>>>
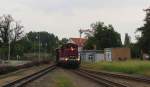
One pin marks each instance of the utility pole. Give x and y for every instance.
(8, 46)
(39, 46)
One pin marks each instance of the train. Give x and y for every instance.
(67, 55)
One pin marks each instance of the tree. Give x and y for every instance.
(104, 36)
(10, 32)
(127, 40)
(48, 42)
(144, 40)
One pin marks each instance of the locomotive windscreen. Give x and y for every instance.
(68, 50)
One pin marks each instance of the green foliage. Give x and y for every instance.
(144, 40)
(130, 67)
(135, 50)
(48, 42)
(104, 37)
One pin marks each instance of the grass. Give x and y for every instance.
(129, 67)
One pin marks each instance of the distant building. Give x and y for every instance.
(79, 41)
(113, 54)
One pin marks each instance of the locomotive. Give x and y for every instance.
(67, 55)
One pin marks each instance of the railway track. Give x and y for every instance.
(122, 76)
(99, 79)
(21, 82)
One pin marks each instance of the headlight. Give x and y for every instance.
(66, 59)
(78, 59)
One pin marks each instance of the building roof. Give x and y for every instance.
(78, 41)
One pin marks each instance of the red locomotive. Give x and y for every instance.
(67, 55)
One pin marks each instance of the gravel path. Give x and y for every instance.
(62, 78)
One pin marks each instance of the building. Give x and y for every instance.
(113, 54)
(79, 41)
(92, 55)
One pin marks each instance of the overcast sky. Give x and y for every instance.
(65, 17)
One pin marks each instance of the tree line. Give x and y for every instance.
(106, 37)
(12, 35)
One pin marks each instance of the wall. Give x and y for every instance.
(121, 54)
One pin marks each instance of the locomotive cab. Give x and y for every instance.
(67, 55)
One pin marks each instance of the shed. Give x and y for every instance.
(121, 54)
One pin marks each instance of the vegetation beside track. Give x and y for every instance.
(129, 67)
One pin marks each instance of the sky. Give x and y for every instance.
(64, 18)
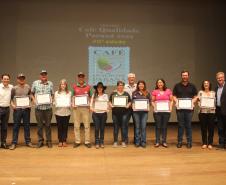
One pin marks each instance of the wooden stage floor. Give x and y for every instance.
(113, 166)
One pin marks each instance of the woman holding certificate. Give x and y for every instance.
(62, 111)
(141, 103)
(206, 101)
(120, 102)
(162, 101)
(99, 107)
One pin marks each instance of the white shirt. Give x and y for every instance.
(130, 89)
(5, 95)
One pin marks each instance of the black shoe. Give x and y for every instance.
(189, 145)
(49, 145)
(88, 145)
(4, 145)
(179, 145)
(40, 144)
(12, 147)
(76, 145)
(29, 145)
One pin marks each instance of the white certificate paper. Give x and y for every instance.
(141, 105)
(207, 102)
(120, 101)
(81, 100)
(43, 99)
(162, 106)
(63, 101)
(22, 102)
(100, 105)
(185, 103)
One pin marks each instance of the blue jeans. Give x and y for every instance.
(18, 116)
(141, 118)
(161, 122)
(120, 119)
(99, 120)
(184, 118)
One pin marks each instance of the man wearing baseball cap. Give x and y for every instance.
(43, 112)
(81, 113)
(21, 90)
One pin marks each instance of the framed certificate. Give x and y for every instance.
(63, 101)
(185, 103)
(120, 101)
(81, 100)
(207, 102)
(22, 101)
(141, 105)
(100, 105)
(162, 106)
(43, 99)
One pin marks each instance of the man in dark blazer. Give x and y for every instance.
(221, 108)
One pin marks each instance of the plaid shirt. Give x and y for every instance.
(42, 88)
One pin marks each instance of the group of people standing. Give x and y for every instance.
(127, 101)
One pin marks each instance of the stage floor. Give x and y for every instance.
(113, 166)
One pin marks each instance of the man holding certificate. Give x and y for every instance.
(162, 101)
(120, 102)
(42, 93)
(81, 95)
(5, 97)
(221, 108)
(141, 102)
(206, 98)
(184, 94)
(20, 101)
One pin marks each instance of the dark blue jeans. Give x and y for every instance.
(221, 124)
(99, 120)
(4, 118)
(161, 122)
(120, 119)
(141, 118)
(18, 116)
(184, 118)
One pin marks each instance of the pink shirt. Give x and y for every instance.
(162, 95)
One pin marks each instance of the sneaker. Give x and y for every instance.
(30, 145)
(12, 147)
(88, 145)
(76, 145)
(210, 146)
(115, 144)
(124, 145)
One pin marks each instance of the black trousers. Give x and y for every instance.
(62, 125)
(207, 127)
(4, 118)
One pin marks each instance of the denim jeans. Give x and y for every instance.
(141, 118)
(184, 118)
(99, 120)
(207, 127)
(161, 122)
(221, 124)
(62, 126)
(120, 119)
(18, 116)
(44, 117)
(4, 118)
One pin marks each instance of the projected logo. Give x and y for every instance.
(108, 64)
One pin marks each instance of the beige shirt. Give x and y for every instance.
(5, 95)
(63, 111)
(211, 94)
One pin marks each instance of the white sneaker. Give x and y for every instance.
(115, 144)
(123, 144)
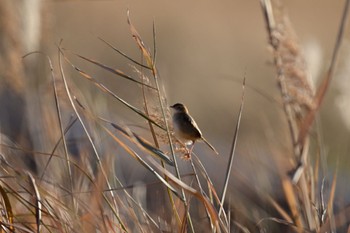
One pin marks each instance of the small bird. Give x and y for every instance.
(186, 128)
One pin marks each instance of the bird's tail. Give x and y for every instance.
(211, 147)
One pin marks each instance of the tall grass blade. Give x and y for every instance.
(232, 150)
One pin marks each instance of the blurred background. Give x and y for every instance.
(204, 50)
<<<
Word for word, repeat the material above and drop the pictures.

> **SOLUTION FOR THIS PROBLEM**:
One pin marks each instance of the utility pole. Give x and y for every instance.
(8, 46)
(39, 46)
One pin marks each instance of the train. Give x and y for every instance.
(67, 55)
One pin marks each instance of the tree. Give x and y for every instance.
(104, 36)
(10, 32)
(127, 40)
(48, 42)
(144, 40)
One pin marks each instance of the locomotive windscreen. Give x and y for every instance.
(68, 50)
One pin marks each instance of the green foliage. Give x and y for every instance.
(144, 40)
(130, 67)
(135, 50)
(48, 42)
(104, 37)
One pin marks each instance of the grass. Give x and y for every instance.
(129, 67)
One pin marks each instance of the distant building. Give x and y for every instance.
(79, 41)
(113, 54)
One pin marks each instance of the locomotive. Give x and y for every instance.
(67, 55)
One pin marks each instance of the railway track. Give x and y for every instance.
(122, 76)
(99, 79)
(21, 82)
One pin marks each instance of the headlight. Give x and y for every instance.
(66, 59)
(78, 59)
One pin marks each instance of the building roof. Give x and y for every instance.
(78, 41)
One pin marks each instance of the red locomotive. Give x and y for every instance.
(67, 55)
One pin marks each instance of the gravel path. Give x and y for every instance.
(62, 78)
One pin marks each instance of the building. Give x and y for every instance.
(113, 54)
(79, 41)
(92, 55)
One pin marks each instance of the overcast sky. Give x and y for every instance.
(65, 17)
One pin marks each instance of the tree line. Give x and y for every instance.
(106, 37)
(12, 35)
One pin marks each instance of the wall. Give x and y for every instance.
(121, 54)
One pin marks each instance of the locomotive cab. Give x and y for every instance.
(67, 55)
One pin marks each instance of the shed. Give x and y for every instance.
(121, 54)
One pin marks each instance of the vegetation beside track. Give x and y for every instance.
(129, 67)
One pin marks each instance of the sky. Give x and y for every instance.
(64, 18)
One pin marks each instance of the wooden stage floor. Give x and y for every instance.
(113, 166)
One pin marks each instance of the woman holding certificate. Give x and y for every instance.
(62, 111)
(141, 103)
(206, 101)
(120, 102)
(162, 101)
(99, 107)
One pin marks each instance of the white shirt. Give x and y for every instance.
(130, 89)
(5, 95)
One pin marks each instance of the black shoe. Give x and y for every instance.
(189, 145)
(49, 145)
(88, 145)
(4, 145)
(179, 145)
(40, 144)
(12, 147)
(76, 145)
(29, 145)
One pin marks each instance of the white certificate paper. Give x and y for every instance.
(141, 105)
(207, 102)
(120, 101)
(81, 100)
(43, 99)
(162, 106)
(63, 101)
(22, 102)
(100, 105)
(185, 103)
One pin marks each instance of the blue jeans. Give x and y for every instance.
(18, 116)
(141, 118)
(161, 122)
(120, 119)
(99, 120)
(184, 118)
One pin marks each instance of the man wearing baseball cap. Give x and y for every instance.
(43, 112)
(81, 113)
(21, 90)
One pin marks each instance of the framed certificate. Give x and y for every instance.
(63, 101)
(185, 103)
(120, 101)
(81, 100)
(207, 102)
(22, 101)
(141, 105)
(100, 105)
(162, 106)
(43, 99)
One pin marks each instance of the man in dark blazer. Give x and y for every instance.
(221, 108)
One pin marks each instance of the plaid shirt. Give x and y for every instance.
(42, 88)
One pin marks each instance of the group of people standing. Give x and y for every instance.
(127, 101)
One pin marks each instance of the stage floor. Give x and y for every instance.
(113, 166)
One pin marks each instance of the man holding certificate. Give x and y for every instance.
(162, 101)
(120, 102)
(42, 93)
(81, 95)
(5, 97)
(221, 108)
(141, 102)
(206, 98)
(184, 94)
(20, 101)
One pin marks each instance of the dark blue jeans. Give x and y for every instance.
(221, 124)
(99, 120)
(4, 118)
(161, 122)
(120, 119)
(141, 118)
(18, 116)
(184, 118)
One pin marks each instance of the pink shirt. Give x and y for every instance.
(162, 95)
One pin marks each instance of the sneaker. Give x and y for every instance.
(30, 145)
(12, 147)
(88, 145)
(76, 145)
(210, 146)
(115, 144)
(124, 145)
One pin marks each instance of the black trousers. Give x and y for every instance.
(62, 125)
(207, 127)
(4, 118)
One pin marks each instance of the denim jeans. Give x and y for every instance.
(141, 118)
(184, 118)
(99, 120)
(207, 127)
(161, 122)
(221, 124)
(62, 126)
(120, 119)
(18, 116)
(44, 117)
(4, 118)
One pin marks each instance of the projected logo. Give x and y for every instance.
(108, 64)
One pin marks each instance of the beige shirt. Give x and y for every instance.
(5, 95)
(63, 111)
(211, 94)
One pin marks each instance of the white sneaker. Give x and y for every instance.
(115, 144)
(123, 144)
One pin marks each instance of the small bird. Give x and y for every instance.
(186, 128)
One pin marks each instance of the bird's tail. Give x and y for every instance.
(211, 147)
One pin marks each instance of the tall grass blade. Give x and y for every instance.
(232, 150)
One pin marks each instance of the blurred background. Give x and y for every instance.
(204, 50)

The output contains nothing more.